### About this task:
Leave the pictures out, and repeat exactly every line from the one with "of the dirt" through the end of the data below.

[Stored items]
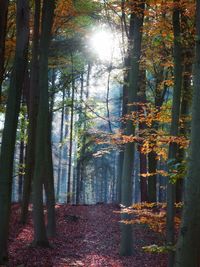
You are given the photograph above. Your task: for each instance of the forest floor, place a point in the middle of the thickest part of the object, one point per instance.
(86, 236)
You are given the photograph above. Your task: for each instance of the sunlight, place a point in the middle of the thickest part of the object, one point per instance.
(103, 44)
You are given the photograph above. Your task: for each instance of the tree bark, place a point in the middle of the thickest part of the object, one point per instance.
(188, 249)
(3, 23)
(32, 103)
(10, 125)
(174, 130)
(42, 129)
(136, 23)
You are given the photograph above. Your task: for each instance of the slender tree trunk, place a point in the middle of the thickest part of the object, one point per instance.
(126, 244)
(3, 22)
(42, 130)
(71, 142)
(188, 249)
(33, 102)
(61, 146)
(174, 126)
(142, 127)
(10, 125)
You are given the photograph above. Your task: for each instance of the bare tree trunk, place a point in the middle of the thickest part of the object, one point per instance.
(3, 22)
(188, 249)
(126, 245)
(174, 130)
(10, 126)
(42, 153)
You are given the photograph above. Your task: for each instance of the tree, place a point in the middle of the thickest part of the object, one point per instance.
(42, 130)
(10, 125)
(136, 23)
(3, 22)
(174, 130)
(188, 250)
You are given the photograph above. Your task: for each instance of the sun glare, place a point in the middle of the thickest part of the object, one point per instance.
(103, 44)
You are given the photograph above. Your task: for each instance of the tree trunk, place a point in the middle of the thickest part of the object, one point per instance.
(42, 129)
(188, 249)
(10, 125)
(126, 244)
(3, 22)
(33, 101)
(174, 126)
(71, 139)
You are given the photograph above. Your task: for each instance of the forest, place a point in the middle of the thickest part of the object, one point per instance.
(99, 133)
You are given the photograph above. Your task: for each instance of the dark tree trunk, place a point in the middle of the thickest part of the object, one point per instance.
(10, 125)
(126, 244)
(174, 130)
(188, 249)
(32, 101)
(42, 153)
(71, 140)
(3, 23)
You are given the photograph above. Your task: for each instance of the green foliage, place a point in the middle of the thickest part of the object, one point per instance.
(177, 170)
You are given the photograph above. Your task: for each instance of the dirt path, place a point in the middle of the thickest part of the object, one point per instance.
(86, 236)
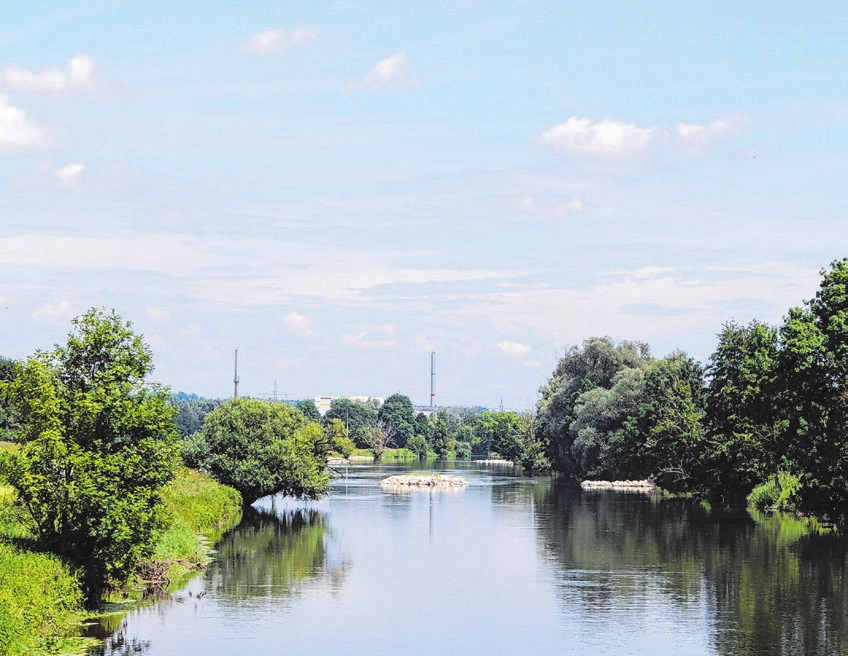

### Solution for this task:
You are given the photograph above. Your task: for each instance of the dirt path, place a point in the middle of the thickest part of the object, one point per instance.
(86, 236)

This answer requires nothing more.